Could you update all the rows below so that every "Mark every instance" becomes "Point to every instance", keeping everything else the same and leaving the pictures out?

-- begin ENTRIES PROVIDED --

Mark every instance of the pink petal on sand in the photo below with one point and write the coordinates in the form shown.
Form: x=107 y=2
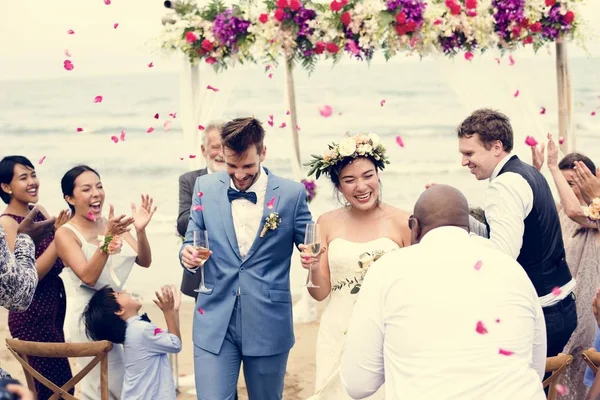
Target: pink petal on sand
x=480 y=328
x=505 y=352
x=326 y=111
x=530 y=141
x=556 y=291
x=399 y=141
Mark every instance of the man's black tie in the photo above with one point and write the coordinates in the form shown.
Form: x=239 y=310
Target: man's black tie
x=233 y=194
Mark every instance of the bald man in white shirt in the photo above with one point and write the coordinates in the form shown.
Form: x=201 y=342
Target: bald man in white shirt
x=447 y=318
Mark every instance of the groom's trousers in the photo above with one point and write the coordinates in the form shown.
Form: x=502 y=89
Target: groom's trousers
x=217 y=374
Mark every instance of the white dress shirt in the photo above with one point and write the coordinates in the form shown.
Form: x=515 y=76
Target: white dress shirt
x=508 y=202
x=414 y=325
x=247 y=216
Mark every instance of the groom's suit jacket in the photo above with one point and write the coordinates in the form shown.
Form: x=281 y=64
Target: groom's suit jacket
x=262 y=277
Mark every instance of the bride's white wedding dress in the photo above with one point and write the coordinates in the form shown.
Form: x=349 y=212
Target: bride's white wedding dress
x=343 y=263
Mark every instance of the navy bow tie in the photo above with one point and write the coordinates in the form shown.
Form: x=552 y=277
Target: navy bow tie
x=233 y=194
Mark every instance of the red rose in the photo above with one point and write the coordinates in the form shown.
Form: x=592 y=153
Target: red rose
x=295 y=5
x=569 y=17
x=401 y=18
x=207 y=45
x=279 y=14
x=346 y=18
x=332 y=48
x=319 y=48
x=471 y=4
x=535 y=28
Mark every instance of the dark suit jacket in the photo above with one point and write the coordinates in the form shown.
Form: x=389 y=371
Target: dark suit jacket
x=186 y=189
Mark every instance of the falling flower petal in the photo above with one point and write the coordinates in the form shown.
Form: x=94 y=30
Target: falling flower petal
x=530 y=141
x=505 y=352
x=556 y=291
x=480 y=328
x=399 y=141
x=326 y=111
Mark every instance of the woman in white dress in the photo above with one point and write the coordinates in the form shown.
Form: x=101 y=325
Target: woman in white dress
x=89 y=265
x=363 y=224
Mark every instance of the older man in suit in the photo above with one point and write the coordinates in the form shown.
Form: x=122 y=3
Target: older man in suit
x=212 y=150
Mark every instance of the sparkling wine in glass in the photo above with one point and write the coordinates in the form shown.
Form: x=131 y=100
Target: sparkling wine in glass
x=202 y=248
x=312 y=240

-- end ENTRIES PROVIDED --

■ **FINISHED ANSWER**:
Point to every instance of the pink petal on sand in the photo below with one point and write the coordinates in the form shown.
Form: x=107 y=2
Target: pink petal on sand
x=480 y=328
x=505 y=352
x=326 y=111
x=530 y=141
x=556 y=291
x=399 y=141
Point to every instance of the man's black tie in the photo above with one point and write the coordinates in the form shown.
Form: x=239 y=310
Target: man's black tie
x=233 y=194
Point to every instance of the bald man in white shirt in the photo above with one point and write the coordinates in the form shown.
Form: x=201 y=342
Target: bald man in white shirt
x=447 y=318
Point to every instance of the groom's trousers in the photo above with one point and write the coordinates in the form shown.
Form: x=502 y=89
Target: groom's trousers
x=217 y=374
Point to every instance of the white dress shirt in the photo above with one point and write the coordinates in the form shown.
Form: x=515 y=76
Target: white dress shirt
x=508 y=202
x=414 y=325
x=247 y=216
Point to every instance of the groom's suit jacket in the photo above with one point and write the coordinates in the form shown.
Form: x=281 y=64
Target: groom's suit jacket
x=262 y=277
Point to every instance of the bride's white wedding dress in the photo above with one point and write the coordinates in the form shown.
Form: x=349 y=212
Target: bride's white wedding dress
x=343 y=263
Point to every instance of the navy bow tie in the photo above with one point and write the coordinates in the form shown.
Form: x=552 y=277
Target: navy bow tie
x=233 y=194
Point to every instance of the red rose in the photo above with one point and write the coordinates in the form shown.
Form: x=592 y=153
Target: red rose
x=295 y=5
x=569 y=17
x=401 y=18
x=207 y=45
x=279 y=14
x=346 y=18
x=332 y=48
x=319 y=48
x=471 y=4
x=535 y=28
Point to every instance of the dark suit jacket in the photo above with one point and write the coordinates in the form shown.
Form: x=389 y=371
Target: dark suit jacket
x=186 y=189
Point to every instance of the falling flower petal in the photo above with one point and write the coordinates in the form shown.
Form: x=94 y=30
Target: falling flower petal
x=530 y=141
x=505 y=352
x=556 y=291
x=480 y=328
x=399 y=141
x=326 y=111
Point to every instance of the woman in white dress in the photo above with one point and write the coordinates in the form shown.
Form: x=101 y=325
Target: woman in white dress
x=89 y=265
x=363 y=224
Point to every instance of the older man in suit in the photo above with one point and write the coordinates in the form shown.
Form: x=122 y=3
Target: older man in suit
x=212 y=150
Point to every instance of the sparkling wine in glass in the photo above with one point and write the coordinates in the form shown.
Form: x=131 y=100
Target: sparkling wine in glass
x=202 y=248
x=312 y=240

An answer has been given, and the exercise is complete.